[PROVIDED RECORDS Boundary: Start]

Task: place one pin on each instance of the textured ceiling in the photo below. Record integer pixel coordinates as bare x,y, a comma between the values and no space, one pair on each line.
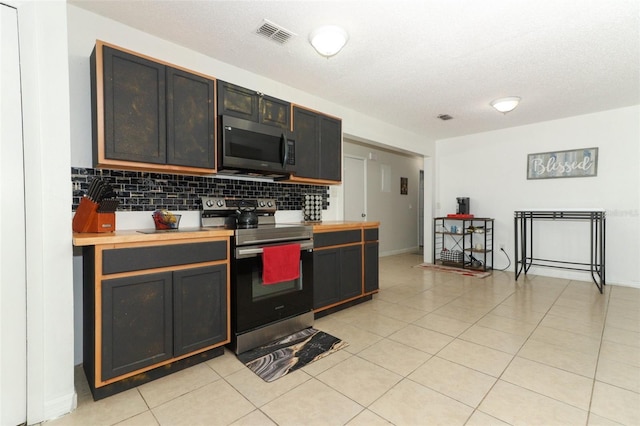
408,61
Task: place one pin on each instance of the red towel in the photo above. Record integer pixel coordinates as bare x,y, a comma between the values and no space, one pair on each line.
280,263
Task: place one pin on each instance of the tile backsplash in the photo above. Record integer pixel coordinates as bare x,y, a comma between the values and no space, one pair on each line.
145,191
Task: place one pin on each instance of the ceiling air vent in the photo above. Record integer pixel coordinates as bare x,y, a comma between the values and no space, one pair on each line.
274,32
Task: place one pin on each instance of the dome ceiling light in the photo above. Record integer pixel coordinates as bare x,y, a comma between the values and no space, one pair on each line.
328,40
505,105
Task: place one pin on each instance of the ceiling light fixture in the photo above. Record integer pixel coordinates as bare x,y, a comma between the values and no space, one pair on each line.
328,40
505,105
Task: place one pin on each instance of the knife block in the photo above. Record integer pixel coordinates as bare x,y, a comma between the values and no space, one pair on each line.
87,218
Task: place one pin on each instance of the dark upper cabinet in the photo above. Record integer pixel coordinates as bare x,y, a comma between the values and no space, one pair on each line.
150,113
318,145
251,105
191,119
134,108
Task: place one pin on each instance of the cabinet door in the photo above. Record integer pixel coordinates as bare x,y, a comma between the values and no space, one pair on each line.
371,268
200,308
350,271
330,148
307,133
134,108
237,101
190,120
137,323
326,284
275,112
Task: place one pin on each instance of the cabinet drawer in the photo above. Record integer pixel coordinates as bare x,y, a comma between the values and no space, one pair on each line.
371,234
140,258
336,238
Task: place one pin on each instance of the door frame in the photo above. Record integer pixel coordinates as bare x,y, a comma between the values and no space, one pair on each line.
364,180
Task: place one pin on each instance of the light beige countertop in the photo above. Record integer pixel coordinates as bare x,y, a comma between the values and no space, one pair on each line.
147,235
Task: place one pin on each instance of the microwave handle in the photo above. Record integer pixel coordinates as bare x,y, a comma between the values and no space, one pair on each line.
284,150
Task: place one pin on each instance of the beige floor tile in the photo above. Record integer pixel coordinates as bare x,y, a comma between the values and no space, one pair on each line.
481,358
394,356
618,374
560,357
143,419
508,325
592,329
399,312
525,314
620,335
216,402
255,418
259,392
622,320
174,385
381,325
368,418
357,338
445,325
325,363
620,353
360,380
518,406
108,411
505,342
614,403
225,364
409,403
568,340
419,338
478,418
555,383
461,313
312,403
454,380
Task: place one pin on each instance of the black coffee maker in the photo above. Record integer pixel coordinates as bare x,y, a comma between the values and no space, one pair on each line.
463,205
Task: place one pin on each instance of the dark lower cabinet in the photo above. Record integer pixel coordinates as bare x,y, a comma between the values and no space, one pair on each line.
337,275
147,319
200,308
137,323
371,266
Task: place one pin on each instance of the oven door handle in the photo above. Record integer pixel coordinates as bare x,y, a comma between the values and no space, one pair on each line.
244,252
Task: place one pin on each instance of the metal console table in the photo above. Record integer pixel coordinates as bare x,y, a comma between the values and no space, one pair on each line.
523,223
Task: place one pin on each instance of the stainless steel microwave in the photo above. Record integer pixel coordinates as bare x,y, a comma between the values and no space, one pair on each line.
254,147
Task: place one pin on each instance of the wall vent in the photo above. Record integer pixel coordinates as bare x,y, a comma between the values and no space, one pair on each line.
274,32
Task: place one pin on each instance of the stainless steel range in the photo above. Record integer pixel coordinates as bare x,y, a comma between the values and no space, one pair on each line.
261,312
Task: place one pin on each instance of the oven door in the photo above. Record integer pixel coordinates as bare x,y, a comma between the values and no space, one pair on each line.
256,304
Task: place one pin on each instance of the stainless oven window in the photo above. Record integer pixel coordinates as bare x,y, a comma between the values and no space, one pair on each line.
261,291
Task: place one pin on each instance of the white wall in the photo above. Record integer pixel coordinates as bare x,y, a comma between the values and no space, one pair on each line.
45,112
490,168
397,214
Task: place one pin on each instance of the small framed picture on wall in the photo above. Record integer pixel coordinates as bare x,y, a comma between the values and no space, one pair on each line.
404,186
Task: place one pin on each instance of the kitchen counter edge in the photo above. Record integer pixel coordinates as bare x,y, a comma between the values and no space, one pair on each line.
146,235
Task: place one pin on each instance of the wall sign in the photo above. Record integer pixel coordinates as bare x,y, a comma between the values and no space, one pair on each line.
572,163
404,186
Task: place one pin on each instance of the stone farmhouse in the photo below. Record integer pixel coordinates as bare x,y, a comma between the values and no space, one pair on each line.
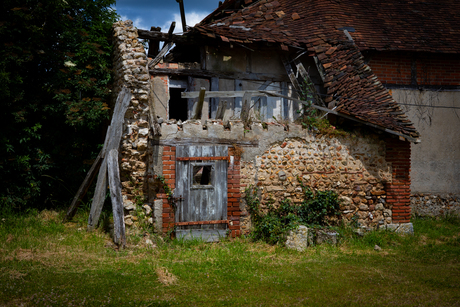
220,111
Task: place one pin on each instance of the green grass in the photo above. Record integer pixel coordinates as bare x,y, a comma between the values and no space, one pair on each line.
45,263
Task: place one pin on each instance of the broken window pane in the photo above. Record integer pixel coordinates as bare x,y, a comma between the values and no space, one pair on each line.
202,174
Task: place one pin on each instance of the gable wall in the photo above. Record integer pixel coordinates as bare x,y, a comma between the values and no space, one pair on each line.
435,169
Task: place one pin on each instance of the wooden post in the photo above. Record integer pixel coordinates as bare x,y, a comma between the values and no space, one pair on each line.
245,109
165,48
112,141
83,188
119,236
214,102
198,107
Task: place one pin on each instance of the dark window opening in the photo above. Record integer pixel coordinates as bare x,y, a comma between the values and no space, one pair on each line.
202,174
177,105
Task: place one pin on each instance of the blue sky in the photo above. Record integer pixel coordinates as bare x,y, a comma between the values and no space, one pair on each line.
160,13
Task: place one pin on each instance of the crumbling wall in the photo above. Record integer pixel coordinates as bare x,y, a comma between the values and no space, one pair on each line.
130,70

[PROVIDED RECORDS Boundary: End]

- [EXERCISE INSTRUCTIONS] Every line above should be copied exactly; do not carry over the pictures.

- [SOLUTION]
Task: place one pin on each instance of the textured ceiling in the photo below. Record integer pixel coordinates as bare x,y, a comma between the values and no space, one pair on each line.
408,61
Task: place one pin on each instance of the red towel in the photo above. Record integer pixel coordinates as bare x,y, a comma between the values and no space, one pair on each line.
280,263
Task: place one pin on each instance of the tile backsplash in the photo above. Record integer pixel coordinates as bare x,y, a comma between the values and no space, one pair on each line.
145,191
Task: place one pin on each instance of the ceiling air vent in the photo above. Record integer pixel coordinates as bare x,y, a comma between the values and no space, one pair on each line.
274,32
Task: place one pin on each instance of the dome ceiling light in the photo above. Record integer pixel coordinates as bare x,y, a comma between the values and no space, one pair on each line.
328,40
505,105
Task: place one pin on each instance of the ceiling light fixture in the photo above. Record integer pixel coordinates as bare x,y, a comma between the values and no space, one pair on each line.
328,40
505,105
Task: place one pin on each instance of the knife block in the photo above. Record integer pixel coordinates as bare x,y, a comma between the values and no space, one pair on each line.
87,218
Task: place one pin on each instance of the dark upper cabinet in the photo above. Record integer pixel coordinates as bare x,y, a comma between the values and no space, one pair on each line.
150,113
318,145
251,105
191,119
134,108
Task: place one pin on each instance of the cabinet door in the photo above. Record integer pixel coordinates as bare x,y, a comma between the values and no space, one pair on each line.
371,268
200,308
350,271
330,148
307,133
134,108
237,101
190,120
137,323
326,284
275,112
Task: place one pin on each instance of the cabinet drawer in the photo above. Record integer pixel coordinates as bare x,y, a comma between the values and no space, one pair on each line.
371,234
140,258
336,238
Task: place one pin on each instance of the door frame in the photo above. Record integer pixel coordinates as bare x,y, a comma between the values and no space, one pair on each line.
364,180
Task: place one pin on each instance of the light beige countertop in the photo above. Record integer pixel coordinates as bare x,y, a comma between the values and no space, one pair on each line.
147,235
Task: place one pin on each instance of the microwave handle in the photo above. Record integer pixel coordinates as bare x,y, a comma between the values and no space, one pair on each line.
284,150
Task: place one pin on each instance of the beige floor tile in the photo above. Record integer pixel coordinates as bare x,y, a comma between the values and no space, one pair on each line.
481,358
394,356
618,374
560,357
143,419
508,325
592,329
399,312
525,314
620,335
216,402
255,418
259,392
622,320
174,385
381,325
368,418
357,338
445,325
325,363
620,353
360,380
518,406
108,411
505,342
614,403
225,364
409,403
568,340
419,338
478,418
555,383
461,313
312,403
454,380
Task: place one pin on each instance of the black coffee maker in the photo above. Record integer pixel coordinates as bare x,y, a comma between the values and no space, one pair on each line.
463,205
Task: place one pin on each instance of the dark lower cabinet in the photo above. Record integer pixel coordinates as bare x,y, a comma between the values and no space, one pair on each line.
337,275
147,319
200,308
137,323
371,266
Task: place one pin on each instance of the oven door handle in the photo above. Record integer pixel coordinates as bare x,y, a comma between the values and no space, one pair on each line.
244,252
Task: place one pin on each instance of the metal console table in the photo above. Record integer pixel coordinates as bare x,y, a comma between the values and no space, one pair on each line.
523,223
Task: place one pin on each instance of the stainless steel microwave in the photo above. Record integer pixel coordinates as bare x,y, a comma between the values and no space, one pair on each line.
254,147
Task: place one pin on each instance of the wall vent in the photo above. Record integer pixel coordinates as bare x,y, a comma between the values and no space, one pair on each line.
274,32
Task: place one pin on each instance of the stainless steel range in the photo above. Record integer pixel coordinates as bare x,y, a comma between the values and no space, one pair on each line.
261,312
Task: place one pin on each instance of the oven door in the photo above. Record integer pixel coordinates as bare x,y, a comma between the values and no space, one pair on each line.
256,304
Task: place one pin on each instance of the stainless oven window in the photo above. Record integer pixel coordinates as bare x,y, a comma between the values and no space, one pair on each line.
261,291
Task: place one pin on each instance of the white wall in the photo above. Record integer pixel coordinates as bare x,y, a comma between the values and no space, one pair on each line.
45,112
490,168
397,214
Task: place one pin on each instance of the small framed picture on wall in the photo above. Record integer pixel coordinates as bare x,y, a comma between the values and no space, one pair on each line.
404,186
Task: place one pin on each instance of the kitchen counter edge in the photo above. Record integer pixel coordinates as bare x,y, a comma between the values and no space, one pair on each line.
146,235
Task: place one pin on each instance of the wall sign in the photo above. Record integer pixel coordinates as bare x,y, a comma between the values and no space, one pair on each line.
572,163
404,186
Task: place one pin on each instance of the stone farmhouse in the photo below. Record integer pixel coordinates as bare x,y, a comma between the values and no space, one pair on each line.
220,111
Task: place one pin on each instance of the green grass in the photo above. Record integer pixel coordinates as bare x,y, a comma between the values and no space, one pair on each line.
45,263
Task: place one pin on each instance of the broken window pane in the photo above. Record integer pixel coordinates as bare x,y, a comma between the values and no space, one pair on each line.
202,174
Task: place one pin on each instance of the gable wall in the photo above. Record integer pixel coordinates as bare x,y, a comma between the values and no space, one pair on each line.
435,169
Task: place one pin on each instance of the wooden post in the photo above. Record integer pixel coordinates as bare x,y, a comma between the values and no space, one pair on each line.
245,109
165,48
112,141
83,188
119,236
214,102
198,107
Task: place one pin on each instance of the dark window opening in the photo above. Record integer pixel coordinates as bare x,y, a comma between the values and no space, one pair on each line.
202,174
177,105
Task: place one pin on each instance of the blue sky in the photo above. Record integer pixel coordinates as bare x,y, a comma between the values and no space, one pair on each line.
160,13
Task: place one pin on each instance of the crumbling wall in the photo above. Record integer pixel coordinates as bare x,y, a comma between the values and no space, one pair on each line.
130,70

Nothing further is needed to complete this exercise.